DATA FOR PROCESSING:
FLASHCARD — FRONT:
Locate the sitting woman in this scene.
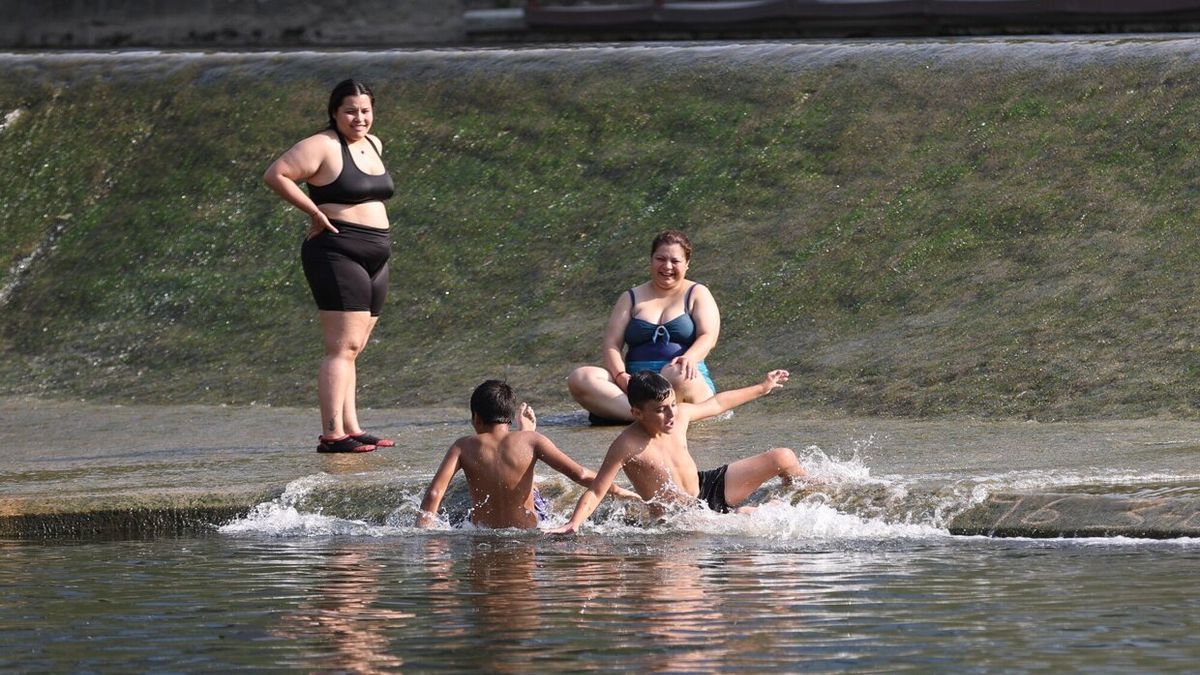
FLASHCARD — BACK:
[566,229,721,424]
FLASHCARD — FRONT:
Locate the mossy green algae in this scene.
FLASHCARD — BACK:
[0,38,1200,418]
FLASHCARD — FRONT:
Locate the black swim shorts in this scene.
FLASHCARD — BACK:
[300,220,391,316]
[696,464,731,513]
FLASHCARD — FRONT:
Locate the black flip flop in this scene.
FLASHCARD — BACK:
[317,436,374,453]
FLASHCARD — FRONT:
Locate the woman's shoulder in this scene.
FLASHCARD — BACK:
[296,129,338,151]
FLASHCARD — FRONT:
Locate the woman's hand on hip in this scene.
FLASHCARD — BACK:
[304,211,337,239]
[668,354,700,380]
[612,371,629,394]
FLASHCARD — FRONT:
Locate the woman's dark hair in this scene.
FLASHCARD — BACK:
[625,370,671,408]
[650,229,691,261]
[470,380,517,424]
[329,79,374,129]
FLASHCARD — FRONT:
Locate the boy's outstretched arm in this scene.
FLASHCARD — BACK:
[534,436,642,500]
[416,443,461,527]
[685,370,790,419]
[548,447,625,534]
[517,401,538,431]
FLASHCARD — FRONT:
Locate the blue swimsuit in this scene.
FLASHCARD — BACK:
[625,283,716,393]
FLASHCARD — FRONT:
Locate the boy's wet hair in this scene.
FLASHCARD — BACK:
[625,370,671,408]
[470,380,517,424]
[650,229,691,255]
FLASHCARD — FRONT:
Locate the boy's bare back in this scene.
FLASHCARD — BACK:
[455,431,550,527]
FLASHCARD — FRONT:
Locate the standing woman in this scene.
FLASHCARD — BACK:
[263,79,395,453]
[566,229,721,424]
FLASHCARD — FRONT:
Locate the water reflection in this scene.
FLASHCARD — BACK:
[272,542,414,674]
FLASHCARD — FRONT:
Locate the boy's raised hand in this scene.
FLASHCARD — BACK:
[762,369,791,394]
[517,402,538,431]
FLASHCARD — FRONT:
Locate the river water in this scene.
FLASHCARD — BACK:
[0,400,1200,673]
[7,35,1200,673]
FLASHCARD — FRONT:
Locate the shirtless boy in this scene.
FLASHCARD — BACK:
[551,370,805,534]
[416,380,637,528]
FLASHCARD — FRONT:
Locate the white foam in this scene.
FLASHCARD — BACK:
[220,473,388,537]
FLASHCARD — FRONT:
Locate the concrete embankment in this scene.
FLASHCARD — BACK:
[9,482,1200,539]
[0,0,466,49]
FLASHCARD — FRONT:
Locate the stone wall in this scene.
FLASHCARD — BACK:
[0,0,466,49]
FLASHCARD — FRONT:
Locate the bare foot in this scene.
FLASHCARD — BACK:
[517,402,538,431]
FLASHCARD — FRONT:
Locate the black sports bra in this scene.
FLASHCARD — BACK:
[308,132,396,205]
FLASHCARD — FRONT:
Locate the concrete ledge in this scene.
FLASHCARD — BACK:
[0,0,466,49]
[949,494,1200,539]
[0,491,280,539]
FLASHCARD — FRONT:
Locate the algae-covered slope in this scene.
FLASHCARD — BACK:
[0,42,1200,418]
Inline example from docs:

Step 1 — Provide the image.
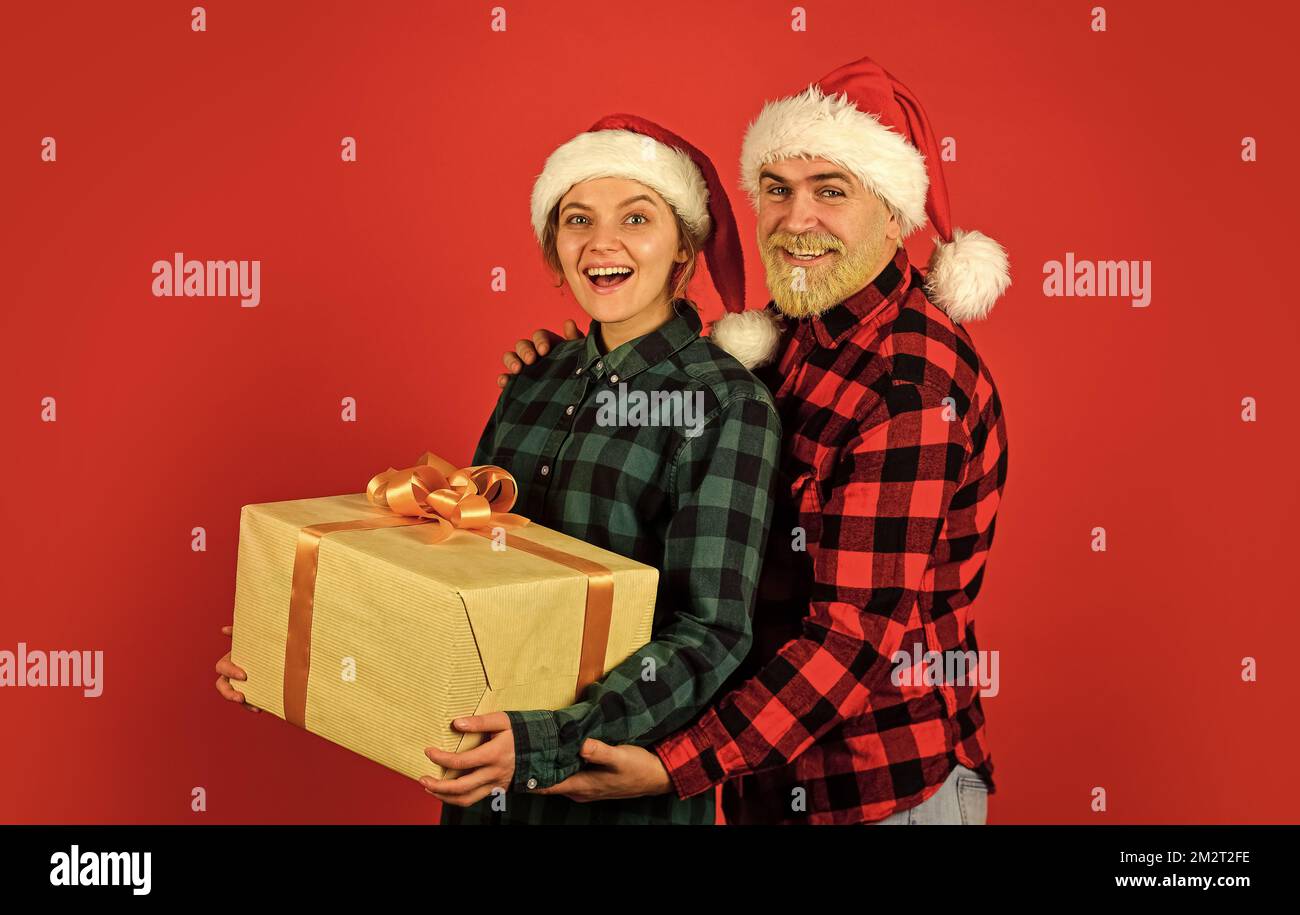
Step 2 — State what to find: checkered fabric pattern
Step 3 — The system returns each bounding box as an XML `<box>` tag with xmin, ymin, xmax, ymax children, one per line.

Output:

SET EXERCISE:
Without including any pictures, please restate all the records exactly.

SOLUTION FOR THIS TASK:
FLASHCARD — FRONT:
Locate the sitting woman in this scene.
FLASHCARD — BACK:
[566,229,721,424]
FLASHCARD — FRONT:
Locate the mossy green algae in this scene.
FLASHCARD — BACK:
[0,38,1200,418]
FLASHCARD — FRONT:
Locate the black swim shorts in this scene.
FLASHCARD — BACK:
[300,220,391,316]
[696,464,731,513]
FLASHCARD — FRONT:
Locate the black flip flop in this scene.
FLASHCARD — BACK:
[317,436,374,453]
FLASHCARD — FRONT:
Locate the woman's shoulder in this scene.
FLASHCARD — BACK:
[296,129,338,151]
FLASHCARD — FRONT:
Locate the woman's hand on hip in this scene.
FLASHCARD — BACK:
[304,211,337,239]
[668,354,700,380]
[612,371,629,394]
FLASHCARD — FRONT:
Locate the woman's dark hair in this scene.
FLASHCARD — BACK:
[625,370,671,408]
[650,229,691,261]
[470,380,517,424]
[329,79,374,129]
FLASHCARD — FRONT:
Locate the boy's outstretched arm in this scene.
FLASHCARD — BACK:
[534,436,642,500]
[416,443,461,527]
[685,370,790,419]
[548,447,625,534]
[517,401,538,431]
FLASHCARD — FRONT:
Locate the blue swimsuit in this scene.
FLASHCARD — BACK:
[625,283,716,393]
FLASHCARD — FRONT:
Locate the boy's wet hair in this scene.
FLASHCARD — BACK:
[625,370,671,408]
[470,380,517,424]
[650,229,691,255]
FLASHCARD — FRONT:
Locate the boy's bare back in this scene.
FLASHCARD — BACK:
[455,431,550,527]
FLASHCARD — FRONT:
Locate the standing woman in this scene.
FLASHCARD — BACK:
[263,79,395,453]
[566,229,721,424]
FLASHCARD — FRONT:
Locate the water reflection in this scene.
FLASHCARD — BACK:
[272,542,414,674]
FLASHCARD — FRONT:
Locate the boy's raised hand in this scene.
FLASHCARD — BACK:
[762,369,791,394]
[517,402,538,431]
FLASHCARD — FRONT:
Locate the river water in this scene.
FLASHCARD — BACK:
[0,400,1200,673]
[7,35,1200,673]
FLASHCARD — FRONT:
Locate the shirtless boy in this scene.
FLASHCARD — BACK:
[551,370,805,534]
[416,380,637,528]
FLASHCARD — FRONT:
Locate the white foam in this scene.
FLASHCARD — BACK:
[220,473,388,537]
FLASHCARD — FRONT:
Locate the concrete embankment in this scene.
FLASHCARD — BACK:
[9,482,1200,539]
[0,0,466,49]
FLASHCARD — FRONT:
Locate the stone wall in this scene.
FLASHCARD — BACK:
[0,0,466,49]
FLASHCARD — FRONT:
Locate the bare foot in this scene.
FLASHCARD — BACK:
[517,402,538,431]
FLASHCARD — FRONT:
Locate the black sports bra in this scene.
FLASHCARD — BACK:
[308,132,396,205]
FLASHCARD — FRONT:
Locate the concrete ledge in this scene.
FLASHCARD — BACK:
[0,0,466,49]
[949,494,1200,539]
[0,491,280,539]
FLASHCARD — FRONT:
Locate the algae-covered slope in this scene.
FLASHCARD — BACK:
[0,42,1200,418]
Inline example from docs:

Step 1 — Provide the image.
Step 2 — State what to find: checkered fabric pattern
Step 3 — The system returns each bounding box as an XML `<box>` tag with xmin, ymin, xmax, ymax children, one per line.

Output:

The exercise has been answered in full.